▸ Lesetext

Ein bisschen blickt der Schelm ja schon aus den Augen des Leipziger Tatort-Kommissars Ehrlicher alias Peter Sodann. Aber ein politischer Kabarettist? Da braucht man schon Fantasie, um sich Sodann als solchen vorstellen zu können – oder man muss heute Abend das Feature „Schluss mit lustig“ hören. Darin erzählen Cornelia Böhnstedt und Marcus Heumann die Geschichte vom „Rat der Spötter“, einer 1961 verbotenen Kabarettgruppe der Karl-Marx-Universität Leipzig.

Sodann war als Student Leiter der Spötter. Zunächst hätschelte die SED die Kabarettisten wegen ihrer obligatorischen Agitprop-Elemente und der eher verhaltenen Kritik an der DDR. Sie wurden mit Preisen und Westreisen geehrt. Doch nach dem Mauerbau landeten sechs Spötter in U-Haft der Stasi.

Im Feature spielen Sodann und sein Kollege Ernst Röhl Stücke aus dem damals als konterrevolutionär gescholtenen Programm „Wo der Hund begraben liegt“ nach. Die Sendung lebt von den kichernden alten Männern, die über ihre seichten Witze von einst lachen, und macht deutlich, wie humorlos die SED nach dem Mauerbau wurde. Der Abgrenzung nach außen folgte politischer Druck nach innen. Verboten war jede kritische Anspielung auf die Wirtschaftspolitik: „Was macht ihr denn da?“ „Wir reißen die Ziegelei ab.“ „Aber wir brauchen doch die Ziegel.“ „Ja eben. Deshalb reißen wir sie ja ab.“

Die Autoren lassen Sodann und Röhl viel Zeit zum Lachen und Sinnieren. Sodann liest die Vorwürfe gegen das Kabarett vor und resümiert: „Da gommd einem dor Gaffee hoch.“ Der SED-Chef Walter Ulbricht sprach ebenfalls sächsisch, wirkte aber nur unfreiwillig komisch. Nach dem Mauerbau sei „nichts stränger“, aber vieles „glarer“ geworden.

[Ein Datenblock]
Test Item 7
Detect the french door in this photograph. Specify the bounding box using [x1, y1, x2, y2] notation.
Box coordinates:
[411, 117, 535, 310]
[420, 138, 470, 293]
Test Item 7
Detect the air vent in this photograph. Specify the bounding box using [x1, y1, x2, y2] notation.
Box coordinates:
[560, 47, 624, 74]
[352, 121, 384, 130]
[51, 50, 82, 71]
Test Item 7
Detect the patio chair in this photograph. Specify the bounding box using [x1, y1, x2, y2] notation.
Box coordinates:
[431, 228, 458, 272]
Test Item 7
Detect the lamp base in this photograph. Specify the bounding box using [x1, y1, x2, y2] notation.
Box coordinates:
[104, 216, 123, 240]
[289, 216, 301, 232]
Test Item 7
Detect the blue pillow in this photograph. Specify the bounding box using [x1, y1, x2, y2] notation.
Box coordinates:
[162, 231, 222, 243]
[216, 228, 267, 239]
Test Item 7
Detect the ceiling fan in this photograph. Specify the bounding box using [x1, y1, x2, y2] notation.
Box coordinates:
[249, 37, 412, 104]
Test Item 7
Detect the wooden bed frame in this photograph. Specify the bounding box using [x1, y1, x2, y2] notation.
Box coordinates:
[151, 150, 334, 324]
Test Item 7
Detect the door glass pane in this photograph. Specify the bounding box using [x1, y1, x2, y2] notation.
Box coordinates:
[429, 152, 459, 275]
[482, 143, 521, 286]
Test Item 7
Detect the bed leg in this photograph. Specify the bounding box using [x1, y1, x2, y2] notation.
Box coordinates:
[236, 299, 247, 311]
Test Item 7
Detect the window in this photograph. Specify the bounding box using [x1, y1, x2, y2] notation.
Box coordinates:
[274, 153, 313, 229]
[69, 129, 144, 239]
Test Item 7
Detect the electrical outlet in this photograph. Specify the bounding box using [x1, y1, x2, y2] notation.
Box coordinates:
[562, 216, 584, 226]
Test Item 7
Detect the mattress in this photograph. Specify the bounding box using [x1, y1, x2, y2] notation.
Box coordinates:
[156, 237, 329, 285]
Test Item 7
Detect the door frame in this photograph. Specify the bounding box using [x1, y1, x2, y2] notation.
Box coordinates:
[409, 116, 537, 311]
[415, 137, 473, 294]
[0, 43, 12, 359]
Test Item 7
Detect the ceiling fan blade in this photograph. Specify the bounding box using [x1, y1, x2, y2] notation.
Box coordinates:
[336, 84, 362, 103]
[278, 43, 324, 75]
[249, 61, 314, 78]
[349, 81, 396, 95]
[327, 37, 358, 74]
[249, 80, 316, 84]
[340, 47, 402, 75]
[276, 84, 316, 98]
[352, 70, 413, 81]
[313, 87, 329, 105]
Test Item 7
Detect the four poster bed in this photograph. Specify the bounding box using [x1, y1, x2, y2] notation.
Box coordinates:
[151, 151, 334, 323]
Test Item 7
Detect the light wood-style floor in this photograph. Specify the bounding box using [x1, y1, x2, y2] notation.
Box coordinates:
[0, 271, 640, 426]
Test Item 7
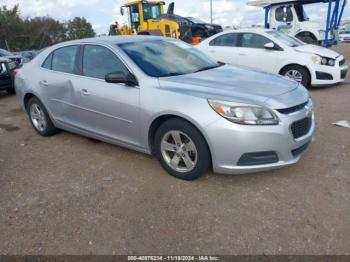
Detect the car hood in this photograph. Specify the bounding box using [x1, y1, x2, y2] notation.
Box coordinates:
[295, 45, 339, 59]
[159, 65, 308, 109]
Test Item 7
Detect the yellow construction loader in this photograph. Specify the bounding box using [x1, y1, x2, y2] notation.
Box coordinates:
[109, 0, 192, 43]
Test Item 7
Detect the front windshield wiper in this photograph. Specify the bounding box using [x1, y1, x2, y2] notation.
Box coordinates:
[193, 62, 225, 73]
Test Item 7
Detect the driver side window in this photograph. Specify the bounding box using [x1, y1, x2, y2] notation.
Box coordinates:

==

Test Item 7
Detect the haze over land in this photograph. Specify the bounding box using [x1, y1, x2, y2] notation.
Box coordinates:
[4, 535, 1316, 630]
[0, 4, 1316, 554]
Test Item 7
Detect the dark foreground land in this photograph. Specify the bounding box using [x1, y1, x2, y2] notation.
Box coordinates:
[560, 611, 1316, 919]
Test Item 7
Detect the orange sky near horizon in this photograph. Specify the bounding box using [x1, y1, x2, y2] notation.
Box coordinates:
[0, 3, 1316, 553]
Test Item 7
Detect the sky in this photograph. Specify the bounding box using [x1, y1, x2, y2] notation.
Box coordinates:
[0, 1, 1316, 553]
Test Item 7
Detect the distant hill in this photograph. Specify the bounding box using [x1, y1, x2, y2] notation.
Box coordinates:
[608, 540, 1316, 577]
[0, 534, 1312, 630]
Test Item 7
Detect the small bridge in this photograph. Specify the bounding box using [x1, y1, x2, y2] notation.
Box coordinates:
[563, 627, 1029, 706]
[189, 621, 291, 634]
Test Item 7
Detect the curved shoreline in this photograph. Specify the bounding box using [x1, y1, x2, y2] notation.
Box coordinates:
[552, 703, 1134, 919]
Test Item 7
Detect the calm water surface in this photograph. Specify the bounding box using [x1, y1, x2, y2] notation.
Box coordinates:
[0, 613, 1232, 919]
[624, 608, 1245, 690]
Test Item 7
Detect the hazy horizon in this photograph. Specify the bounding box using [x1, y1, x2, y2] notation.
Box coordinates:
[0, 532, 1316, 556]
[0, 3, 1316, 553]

▸ Zu erledigende Aufgaben
1: Wer erzählt laut Lesetext im Feature „Schluss mit lustig“ die Geschichte vom „Rat der Spötter“?
2: Stimmen die folgenden Aussagen mit dem Lesetext überein? Antworte jeweils mit Ja oder Nein und zitiere die entscheidenden Worte.
(a) Sodann leitete die Spötter in seiner Studentenzeit.
(b) Die Kabarettisten wurden mit Preisen geehrt, Westreisen gab es aber keine.
(c) Walter Ulbricht sprach hochdeutsch.
3: Schreibe aus dem Lesetext den Abschnitt von „Ein bisschen blickt“ bis einschließlich „U-Haft der Stasi.“ wortgetreu ab.

▸ Lösungen
1: Cornelia Böhnstedt und Marcus Heumann.

2:
(a) Ja: „Sodann war als Student Leiter der Spötter.“
(b) Nein: „Sie wurden mit Preisen und Westreisen geehrt.“
(c) Nein: „Der SED-Chef Walter Ulbricht sprach ebenfalls sächsisch“

3:
Ein bisschen blickt der Schelm ja schon aus den Augen des Leipziger Tatort-Kommissars Ehrlicher alias Peter Sodann. Aber ein politischer Kabarettist? Da braucht man schon Fantasie, um sich Sodann als solchen vorstellen zu können – oder man muss heute Abend das Feature „Schluss mit lustig“ hören. Darin erzählen Cornelia Böhnstedt und Marcus Heumann die Geschichte vom „Rat der Spötter“, einer 1961 verbotenen Kabarettgruppe der Karl-Marx-Universität Leipzig.

Sodann war als Student Leiter der Spötter. Zunächst hätschelte die SED die Kabarettisten wegen ihrer obligatorischen Agitprop-Elemente und der eher verhaltenen Kritik an der DDR. Sie wurden mit Preisen und Westreisen geehrt. Doch nach dem Mauerbau landeten sechs Spötter in U-Haft der Stasi.